**** DATA IN THIS EXERCISE

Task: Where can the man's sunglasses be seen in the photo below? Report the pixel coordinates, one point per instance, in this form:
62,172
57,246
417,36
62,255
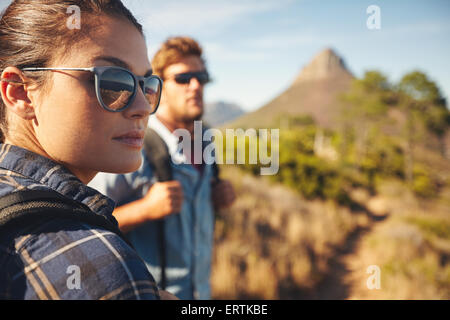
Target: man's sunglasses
185,78
116,87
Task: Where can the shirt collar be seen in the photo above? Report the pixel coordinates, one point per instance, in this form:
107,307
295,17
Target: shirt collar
53,175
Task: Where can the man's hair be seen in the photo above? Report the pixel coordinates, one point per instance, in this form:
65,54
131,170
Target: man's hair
172,51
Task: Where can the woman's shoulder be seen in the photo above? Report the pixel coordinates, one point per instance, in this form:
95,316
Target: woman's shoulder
57,249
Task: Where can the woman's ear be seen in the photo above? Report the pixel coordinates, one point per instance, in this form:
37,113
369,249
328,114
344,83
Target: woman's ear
14,93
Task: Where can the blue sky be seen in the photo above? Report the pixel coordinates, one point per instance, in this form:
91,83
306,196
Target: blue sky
255,48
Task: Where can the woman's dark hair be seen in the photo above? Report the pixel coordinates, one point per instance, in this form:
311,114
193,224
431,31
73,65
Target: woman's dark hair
34,32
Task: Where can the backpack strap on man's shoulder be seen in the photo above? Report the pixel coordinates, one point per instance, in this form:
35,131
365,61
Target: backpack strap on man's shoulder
28,206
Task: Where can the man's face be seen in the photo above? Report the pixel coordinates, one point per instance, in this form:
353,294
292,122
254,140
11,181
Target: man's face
184,102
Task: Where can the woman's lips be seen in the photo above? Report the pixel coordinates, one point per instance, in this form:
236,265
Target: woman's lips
133,139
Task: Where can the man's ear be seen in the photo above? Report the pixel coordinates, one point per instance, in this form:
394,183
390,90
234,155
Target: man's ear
14,93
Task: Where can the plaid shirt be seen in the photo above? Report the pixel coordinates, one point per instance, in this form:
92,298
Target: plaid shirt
62,258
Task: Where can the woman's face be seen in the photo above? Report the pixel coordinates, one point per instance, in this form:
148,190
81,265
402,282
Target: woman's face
71,126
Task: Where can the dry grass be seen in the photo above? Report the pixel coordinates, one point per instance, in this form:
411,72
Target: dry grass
272,244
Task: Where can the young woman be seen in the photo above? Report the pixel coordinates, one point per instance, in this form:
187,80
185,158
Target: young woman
75,101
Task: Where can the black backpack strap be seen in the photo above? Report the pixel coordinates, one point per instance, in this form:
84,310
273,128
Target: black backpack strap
158,156
26,206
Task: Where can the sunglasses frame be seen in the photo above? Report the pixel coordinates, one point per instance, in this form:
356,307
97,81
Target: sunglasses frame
98,71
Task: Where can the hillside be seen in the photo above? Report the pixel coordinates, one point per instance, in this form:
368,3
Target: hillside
221,112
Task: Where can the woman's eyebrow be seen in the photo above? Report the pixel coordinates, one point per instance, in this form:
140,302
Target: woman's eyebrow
120,63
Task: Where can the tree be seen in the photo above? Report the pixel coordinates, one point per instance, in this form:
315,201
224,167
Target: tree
425,110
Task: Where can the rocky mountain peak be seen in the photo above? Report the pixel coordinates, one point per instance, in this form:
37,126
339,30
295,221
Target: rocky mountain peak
324,65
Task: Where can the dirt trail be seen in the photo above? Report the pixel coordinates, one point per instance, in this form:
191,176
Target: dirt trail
346,274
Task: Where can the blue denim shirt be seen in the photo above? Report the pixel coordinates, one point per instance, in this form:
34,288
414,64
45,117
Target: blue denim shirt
188,235
41,260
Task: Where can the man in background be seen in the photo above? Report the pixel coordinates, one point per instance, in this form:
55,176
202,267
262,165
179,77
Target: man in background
177,251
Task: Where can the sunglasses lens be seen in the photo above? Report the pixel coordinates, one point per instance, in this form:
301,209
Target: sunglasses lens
183,78
203,77
152,92
116,88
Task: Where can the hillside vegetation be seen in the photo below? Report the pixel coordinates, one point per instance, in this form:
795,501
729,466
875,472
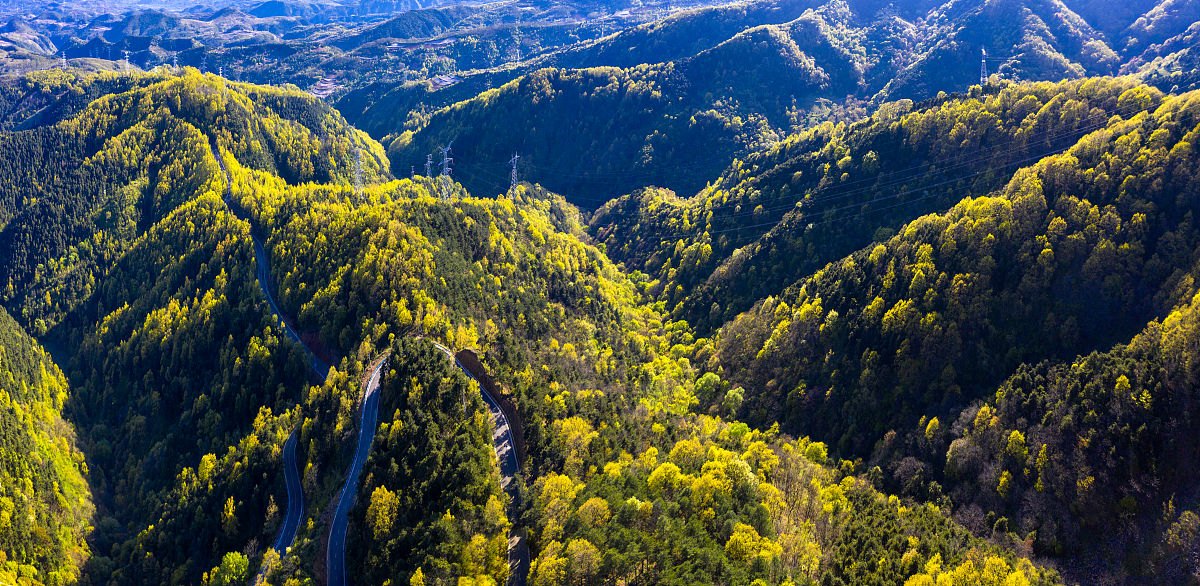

********

## SHORT EXERCISE
Count the lines in the records that contain the string "shirt", matching case exactly, and give only the number.

## EXERCISE OUTPUT
6